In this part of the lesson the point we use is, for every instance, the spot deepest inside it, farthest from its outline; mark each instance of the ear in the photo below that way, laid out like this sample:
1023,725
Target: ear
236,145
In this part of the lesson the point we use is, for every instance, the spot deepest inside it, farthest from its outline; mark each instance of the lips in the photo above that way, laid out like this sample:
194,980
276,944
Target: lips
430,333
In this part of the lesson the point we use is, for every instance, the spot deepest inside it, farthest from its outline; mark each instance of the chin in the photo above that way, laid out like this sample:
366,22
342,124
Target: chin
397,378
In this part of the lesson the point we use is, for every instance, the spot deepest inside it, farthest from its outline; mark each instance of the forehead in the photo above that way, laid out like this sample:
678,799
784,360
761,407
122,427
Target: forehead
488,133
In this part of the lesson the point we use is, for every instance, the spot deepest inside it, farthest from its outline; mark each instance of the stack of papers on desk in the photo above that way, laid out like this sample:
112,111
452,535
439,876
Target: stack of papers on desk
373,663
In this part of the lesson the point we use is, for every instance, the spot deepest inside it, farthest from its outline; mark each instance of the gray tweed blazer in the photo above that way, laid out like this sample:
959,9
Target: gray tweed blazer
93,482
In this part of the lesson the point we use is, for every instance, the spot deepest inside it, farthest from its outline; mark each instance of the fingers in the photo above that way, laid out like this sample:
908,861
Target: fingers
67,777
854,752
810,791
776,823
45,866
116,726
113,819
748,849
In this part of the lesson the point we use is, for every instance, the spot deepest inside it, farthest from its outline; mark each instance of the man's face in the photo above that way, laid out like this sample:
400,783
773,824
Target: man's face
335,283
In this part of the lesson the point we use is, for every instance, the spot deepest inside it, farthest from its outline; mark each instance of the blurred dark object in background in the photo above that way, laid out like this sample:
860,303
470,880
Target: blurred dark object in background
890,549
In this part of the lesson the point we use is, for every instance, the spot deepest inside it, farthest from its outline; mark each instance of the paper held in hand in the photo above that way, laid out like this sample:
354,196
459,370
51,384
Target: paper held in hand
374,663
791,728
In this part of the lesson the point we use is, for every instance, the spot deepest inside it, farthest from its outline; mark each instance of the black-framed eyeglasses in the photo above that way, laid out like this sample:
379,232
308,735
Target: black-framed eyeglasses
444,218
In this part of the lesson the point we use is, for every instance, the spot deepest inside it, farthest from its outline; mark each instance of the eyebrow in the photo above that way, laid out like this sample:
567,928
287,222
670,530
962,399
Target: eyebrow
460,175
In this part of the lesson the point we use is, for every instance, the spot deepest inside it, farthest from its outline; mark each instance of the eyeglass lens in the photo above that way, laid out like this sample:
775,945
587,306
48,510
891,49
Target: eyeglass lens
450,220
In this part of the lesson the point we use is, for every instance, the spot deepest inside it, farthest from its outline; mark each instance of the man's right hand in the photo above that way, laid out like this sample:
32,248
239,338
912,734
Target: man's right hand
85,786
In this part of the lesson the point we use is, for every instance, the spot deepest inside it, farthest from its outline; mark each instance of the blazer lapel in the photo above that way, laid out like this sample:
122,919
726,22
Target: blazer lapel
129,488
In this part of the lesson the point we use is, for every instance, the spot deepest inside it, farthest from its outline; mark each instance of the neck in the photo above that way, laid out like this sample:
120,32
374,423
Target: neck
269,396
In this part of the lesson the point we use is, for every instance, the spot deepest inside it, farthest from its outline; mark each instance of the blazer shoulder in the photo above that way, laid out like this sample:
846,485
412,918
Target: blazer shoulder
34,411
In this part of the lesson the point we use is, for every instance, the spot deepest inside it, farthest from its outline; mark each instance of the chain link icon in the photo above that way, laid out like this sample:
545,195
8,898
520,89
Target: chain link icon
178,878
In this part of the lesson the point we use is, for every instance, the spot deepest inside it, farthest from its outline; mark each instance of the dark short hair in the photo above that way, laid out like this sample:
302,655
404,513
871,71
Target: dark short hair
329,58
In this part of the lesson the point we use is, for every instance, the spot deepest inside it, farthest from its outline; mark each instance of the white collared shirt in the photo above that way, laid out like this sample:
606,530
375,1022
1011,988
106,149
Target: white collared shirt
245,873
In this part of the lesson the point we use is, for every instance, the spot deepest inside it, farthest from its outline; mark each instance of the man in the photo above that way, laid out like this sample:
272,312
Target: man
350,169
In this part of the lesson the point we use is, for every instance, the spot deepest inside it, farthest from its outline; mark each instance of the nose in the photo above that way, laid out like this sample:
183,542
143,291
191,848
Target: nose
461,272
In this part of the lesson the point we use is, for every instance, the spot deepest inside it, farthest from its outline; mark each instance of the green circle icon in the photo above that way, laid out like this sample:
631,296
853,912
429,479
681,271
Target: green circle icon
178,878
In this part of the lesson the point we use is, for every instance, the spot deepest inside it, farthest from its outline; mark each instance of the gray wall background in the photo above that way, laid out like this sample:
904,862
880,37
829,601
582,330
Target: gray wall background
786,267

------------------------

[Given task]
Reproduce every one of the records above verbatim, keeping each line unchanged and in its original order.

[Output of the exercise]
In this part of the lesson the point we use is, for every instance, the spot deepest inside it, farthest from its outline; mark each instance of the ear in the photo below that way, laid out like this sample:
1023,725
Target: ear
236,145
In this part of the lesson the point we use is, for every instance, the spot deepest inside it, farthest from its outline; mark each instance of the lips in the photo above that way, laid out like this sample:
194,980
276,944
Target: lips
430,333
In this part of the lesson the point we use is, for every instance, the spot deepest inside it, farthest from its outline; mark each instance of the chin in the photo above that way, laid out like this sample:
366,22
342,124
Target: chin
397,378
In this part of the lesson the point we use is, for every instance, the spot deepest inside it, farthest from its outline; mark each instance of the forehead in the photo above that way, laid out like this sample:
678,799
784,360
761,407
122,427
Target: forehead
488,133
In this part of the lesson the point we use is, for every instance, the spot deepest inside it, farthest from its outline; mark each instance of the stack of papers on desk in the photo above that way, laid out like this sample:
112,111
452,535
439,876
Target: stack of papers on desk
373,663
In this part of the lesson the point we use is, for every instance, the spot deepest inside it, farthest from its outline; mark each instance of the gray tweed blazer in the photo above that way, laid out like this sample:
959,9
Target: gray tweed blazer
93,482
In this part of the lesson the point we use is, for every instance, the spot deepest inside it, farthest from its outline; mark each instance of the fingers in the photo above that way, laid out like this sample:
908,861
Target: fingers
67,777
854,752
810,791
776,823
45,866
116,726
113,819
748,849
In this part of the lesson the point we use is, for every instance, the spot deepest inside it, farthest from its outline; mark each instance of the man's face in the photo above that way, laid out like this sample:
400,783
773,824
Target: man's face
335,283
In this part of the lesson the point we use is, for every instance, the spot deepest inside it, farthest from its outline; mark each instance of the blurred dark object in background in the photo above that way, laid out like this sample:
860,303
470,880
Target: blurred dark object in background
890,549
In this part of the lesson the point we use is, for every instance, the spot deepest inside it, farthest from its outline; mark each instance of the paper held in hand in the photo above that way, laid out like this sample:
354,196
459,370
51,384
Target: paper held in hand
374,663
791,728
In this part of the lesson the point we use is, for every instance, the spot deepest inside it, farthest from its outline; mark each instance of the black-framed eyeglasses in the photo above that way, laid out like this sample:
379,232
308,735
Target: black-framed eyeglasses
444,218
In this part of the lesson the point we use is, for every instance, the spot deepest inside it, farthest from its outline; mark each instance of the eyebrow in the photo above that way, laid out like this sample:
567,928
287,222
670,530
962,399
Target: eyebrow
460,175
In this part of the lesson the point we use is, for every instance, the spot deepest inside it, farthest from its outline; mark each instance of the eyeglass lens in the photo above that way, laid out like this sample:
775,945
587,306
48,510
891,49
Target: eyeglass lens
450,220
In this part of the lesson the point we use is, for every instance, the spot deepest inside it, farthest from its outline; mark each instance of the man's right hand in the photo above that way, laid out like this sample:
32,248
239,338
912,734
Target: man's right hand
85,786
In this part of the lesson the point we use is, for every instance, the spot deepest inside it, farthest from its outline; mark each instance of the blazer lapel in the photo above that way, laid out like this sample:
122,919
726,22
Target: blazer lapel
129,488
In this part of the lesson the point we use is, for every instance, the spot deepest inside it, farthest from its outline; mark each instance of the neck in the photo above that way, laid out like this sample:
120,32
374,423
Target: neck
269,396
In this part of the lesson the point we use is, for every instance, the spot deepest inside it, farthest from its outline; mark each instance of the blazer shoulder in the photo above that way, laid out like this sample:
846,485
412,918
Target: blazer shoulder
34,411
In this part of the lesson the point we use is, for every instance, the spot deepest inside it, farthest from its outline; mark each instance of the chain link icon in the photo above that way, laid out like this sample:
545,195
8,898
520,89
Target: chain link icon
178,878
In this part of the lesson the point we use is, for every instance, the spot deepest inside it, farthest from its outline; mark each instance of the dark short hair in the photo above that way, laid out like this sample:
302,655
404,513
871,71
Target: dark short hair
329,58
In this part of the lesson the point we use is, for every instance, the spot deepest inside it, farthest from its outline; mark each instance of the white collared shirt in the photo above that way, laid out like this sample:
606,530
375,1022
1011,988
106,149
Target: white collared shirt
245,873
In this part of the lesson the point we use is, for every instance, the spot deepest inside it, farthest from its outline; mark each instance of the man in the photo above that way, laid out like this sample:
272,312
Target: man
350,169
In this part of the lesson the point we use is, for every instance, the spot deepest inside it, farthest from its outline; mark each instance of the nose in the photo above that way, laid out like this sample:
183,542
143,291
191,848
Target: nose
461,272
In this part of the lesson the point we use is, for every instance, the spot deepest inside it, farthest from its outline; mark each instance of the green circle icon in the photo above that way, laid out like this sample:
631,296
853,912
429,479
681,271
Target: green circle icon
178,878
In this part of the lesson the point we use is, for every instance, the spot deepest inside it, farthest from its outline; mark each instance of the gray wall background in the photo above that way, laid out like this sample:
904,862
880,37
829,601
582,330
Target: gray wall background
786,267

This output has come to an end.